[Exercise details] From the first line to the last, reproduce the records exactly.

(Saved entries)
--- --- ---

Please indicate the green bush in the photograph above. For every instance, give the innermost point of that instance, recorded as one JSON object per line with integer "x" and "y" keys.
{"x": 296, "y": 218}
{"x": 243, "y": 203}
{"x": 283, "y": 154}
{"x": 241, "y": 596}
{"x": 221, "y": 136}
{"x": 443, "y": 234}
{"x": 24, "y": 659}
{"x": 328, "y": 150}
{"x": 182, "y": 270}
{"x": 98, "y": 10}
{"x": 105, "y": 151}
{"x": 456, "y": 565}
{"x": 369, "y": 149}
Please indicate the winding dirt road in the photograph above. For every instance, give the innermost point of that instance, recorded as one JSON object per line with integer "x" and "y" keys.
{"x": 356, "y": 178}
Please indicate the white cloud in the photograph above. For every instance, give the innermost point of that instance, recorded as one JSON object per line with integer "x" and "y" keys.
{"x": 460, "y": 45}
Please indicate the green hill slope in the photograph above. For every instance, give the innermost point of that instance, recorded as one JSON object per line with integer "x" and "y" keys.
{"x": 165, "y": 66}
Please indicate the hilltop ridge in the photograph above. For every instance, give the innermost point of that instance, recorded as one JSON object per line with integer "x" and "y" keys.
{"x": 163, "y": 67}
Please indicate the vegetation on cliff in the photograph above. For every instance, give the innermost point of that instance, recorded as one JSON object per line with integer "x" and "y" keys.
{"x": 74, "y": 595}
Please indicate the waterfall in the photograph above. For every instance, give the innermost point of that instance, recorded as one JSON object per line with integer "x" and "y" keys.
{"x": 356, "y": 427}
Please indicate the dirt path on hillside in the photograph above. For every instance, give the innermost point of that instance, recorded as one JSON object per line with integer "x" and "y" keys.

--- --- ---

[Response to the task]
Please indicate the green bush in the photograph above. For every instance, give the innermost point of that instance, recorded as one JSON object per line with integer "x" and "y" keys.
{"x": 296, "y": 218}
{"x": 243, "y": 203}
{"x": 283, "y": 154}
{"x": 241, "y": 596}
{"x": 221, "y": 136}
{"x": 443, "y": 234}
{"x": 24, "y": 659}
{"x": 328, "y": 150}
{"x": 182, "y": 270}
{"x": 98, "y": 10}
{"x": 105, "y": 151}
{"x": 456, "y": 565}
{"x": 369, "y": 149}
Please indicate the winding dirt road in the photograph above. For every instance, give the innermost point of that instance, recorded as one JSON object per line with integer "x" and "y" keys.
{"x": 356, "y": 178}
Please indicate the white cloud in the photograph above. For every instance, give the innermost point of that instance, recorded as one JSON object per line with integer "x" and "y" keys.
{"x": 460, "y": 45}
Please indicate the green hill slope in the photograph above. For every instance, give the innermost point of that instance, recorded as one JSON object per line with integer "x" and "y" keys.
{"x": 165, "y": 66}
Please indicate the hilltop ridge in the photograph above. For every instance, give the innermost point of that instance, recorded as one JSON object per line with integer "x" and "y" keys.
{"x": 163, "y": 67}
Please indicate the vegetation on cliff in the photograph above. For every instance, give the innermost point of that instance, recorded as one JSON object per line with integer "x" and "y" keys.
{"x": 74, "y": 595}
Please indicate the waterfall in the photograph above. For every instance, give the innermost point of that instance, recorded as one JSON object per line with integer "x" and "y" keys.
{"x": 356, "y": 427}
Please indicate the dirt path on hillside in the photograph above. For every instance, give the innermost point of that instance, recorded as one JSON object per line with integer "x" and "y" keys.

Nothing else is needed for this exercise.